| Task requirements |
What you give back must match the records below exactly.

Start of Data shown

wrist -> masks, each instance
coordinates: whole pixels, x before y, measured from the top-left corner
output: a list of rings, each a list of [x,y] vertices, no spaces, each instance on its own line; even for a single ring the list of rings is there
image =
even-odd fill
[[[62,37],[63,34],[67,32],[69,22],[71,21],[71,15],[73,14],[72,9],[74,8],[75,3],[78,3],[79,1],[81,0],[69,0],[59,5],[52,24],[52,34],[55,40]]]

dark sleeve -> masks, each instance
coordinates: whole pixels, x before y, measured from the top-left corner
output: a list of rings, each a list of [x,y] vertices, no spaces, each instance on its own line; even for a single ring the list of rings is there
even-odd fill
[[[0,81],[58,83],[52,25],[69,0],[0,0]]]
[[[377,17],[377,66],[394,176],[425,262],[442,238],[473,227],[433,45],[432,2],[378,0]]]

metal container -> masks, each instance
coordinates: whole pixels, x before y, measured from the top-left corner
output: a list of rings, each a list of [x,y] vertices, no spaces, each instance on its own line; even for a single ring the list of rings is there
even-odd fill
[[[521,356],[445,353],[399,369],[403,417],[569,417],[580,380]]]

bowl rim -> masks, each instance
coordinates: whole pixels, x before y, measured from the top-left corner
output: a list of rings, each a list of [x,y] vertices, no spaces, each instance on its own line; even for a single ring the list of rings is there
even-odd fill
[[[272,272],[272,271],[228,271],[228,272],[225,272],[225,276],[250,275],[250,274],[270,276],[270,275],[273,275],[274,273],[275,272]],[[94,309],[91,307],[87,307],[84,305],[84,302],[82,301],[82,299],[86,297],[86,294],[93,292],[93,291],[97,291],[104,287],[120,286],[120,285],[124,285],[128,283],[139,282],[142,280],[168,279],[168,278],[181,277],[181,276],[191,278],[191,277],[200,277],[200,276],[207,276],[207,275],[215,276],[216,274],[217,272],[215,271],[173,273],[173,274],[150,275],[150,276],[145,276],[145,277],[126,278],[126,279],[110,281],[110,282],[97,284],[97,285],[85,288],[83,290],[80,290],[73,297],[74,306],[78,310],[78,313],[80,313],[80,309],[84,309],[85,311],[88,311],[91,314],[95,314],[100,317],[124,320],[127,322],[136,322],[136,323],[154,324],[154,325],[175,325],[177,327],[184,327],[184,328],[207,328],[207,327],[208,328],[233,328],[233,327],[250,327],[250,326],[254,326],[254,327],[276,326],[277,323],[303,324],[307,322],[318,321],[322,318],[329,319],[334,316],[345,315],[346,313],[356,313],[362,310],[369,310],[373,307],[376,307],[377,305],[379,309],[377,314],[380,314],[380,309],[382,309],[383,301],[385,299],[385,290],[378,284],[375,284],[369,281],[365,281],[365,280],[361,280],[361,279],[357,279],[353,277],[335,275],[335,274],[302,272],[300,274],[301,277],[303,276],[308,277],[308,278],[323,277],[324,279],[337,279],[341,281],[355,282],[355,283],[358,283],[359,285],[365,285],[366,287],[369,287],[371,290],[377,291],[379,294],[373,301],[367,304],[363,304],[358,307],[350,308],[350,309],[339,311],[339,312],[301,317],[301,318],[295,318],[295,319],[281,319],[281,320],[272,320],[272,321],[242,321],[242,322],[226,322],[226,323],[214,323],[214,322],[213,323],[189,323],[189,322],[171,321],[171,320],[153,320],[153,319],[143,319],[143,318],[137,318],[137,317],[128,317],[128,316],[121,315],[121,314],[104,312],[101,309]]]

End of Data shown

| Solution |
wrist -> masks, each instance
coordinates: whole pixels, x before y, measured from the top-left corner
output: a list of rings, each a list of [x,y] vertices, no spaces, each instance on its own line; even for a single ring the list of rings is there
image =
even-odd fill
[[[62,37],[63,34],[67,32],[69,22],[71,21],[71,15],[73,14],[72,9],[74,8],[75,3],[78,3],[79,1],[81,0],[69,0],[59,5],[52,24],[52,34],[55,40]]]

dark sleeve -> masks, each instance
coordinates: whole pixels, x before y, measured from the top-left corner
output: a list of rings, each a list of [x,y] vertices, no spaces, each instance on its own line; even for a single ring the list of rings is there
even-odd fill
[[[0,81],[58,83],[52,25],[69,0],[0,0]]]
[[[377,17],[377,66],[394,176],[425,262],[442,238],[473,227],[433,45],[432,2],[378,0]]]

metal container -> masks, each instance
coordinates: whole pixels, x before y, measured from the top-left corner
output: a list of rings, each a list of [x,y] vertices, no spaces, each instance on its own line; even for a single ring the list of rings is there
even-odd fill
[[[521,356],[445,353],[399,369],[403,417],[569,417],[580,380]]]

bowl rim -> masks, each instance
coordinates: whole pixels, x before y, measured from the top-left corner
output: a list of rings, each a list of [x,y] vertices, no spaces, each instance on its own line; even for a single ring the list of rings is there
even-odd fill
[[[272,272],[272,271],[228,271],[228,272],[225,272],[225,276],[250,275],[250,274],[270,276],[270,275],[273,275],[274,273],[275,272]],[[94,309],[91,307],[87,307],[84,305],[84,302],[82,301],[82,299],[86,297],[86,294],[93,292],[93,291],[97,291],[104,287],[120,286],[120,285],[124,285],[128,283],[139,282],[142,280],[168,279],[168,278],[181,277],[181,276],[191,278],[191,277],[200,277],[200,276],[207,276],[207,275],[215,276],[216,274],[217,272],[215,271],[173,273],[173,274],[150,275],[150,276],[145,276],[145,277],[126,278],[126,279],[110,281],[110,282],[97,284],[97,285],[85,288],[83,290],[80,290],[73,297],[74,306],[78,310],[78,313],[80,313],[80,309],[84,309],[85,311],[88,311],[91,314],[95,314],[100,317],[124,320],[127,322],[136,322],[136,323],[154,324],[154,325],[175,325],[177,327],[184,327],[184,328],[207,328],[207,327],[208,328],[233,328],[233,327],[250,327],[250,326],[254,326],[254,327],[276,326],[277,323],[303,324],[307,322],[318,321],[322,318],[329,319],[334,316],[345,315],[346,313],[356,313],[362,310],[369,310],[373,307],[376,307],[377,305],[379,309],[377,314],[380,314],[380,309],[382,309],[383,301],[385,299],[385,290],[378,284],[375,284],[369,281],[365,281],[365,280],[361,280],[361,279],[357,279],[353,277],[335,275],[335,274],[302,272],[300,274],[301,277],[303,276],[308,277],[308,278],[323,277],[324,279],[337,279],[341,281],[355,282],[355,283],[358,283],[359,285],[365,285],[366,287],[369,287],[371,290],[377,291],[379,294],[373,301],[367,304],[363,304],[358,307],[350,308],[350,309],[339,311],[339,312],[301,317],[301,318],[295,318],[295,319],[281,319],[281,320],[272,320],[272,321],[242,321],[242,322],[226,322],[226,323],[214,323],[214,322],[213,323],[189,323],[189,322],[171,321],[171,320],[153,320],[153,319],[143,319],[143,318],[137,318],[137,317],[128,317],[128,316],[121,315],[121,314],[104,312],[101,309]]]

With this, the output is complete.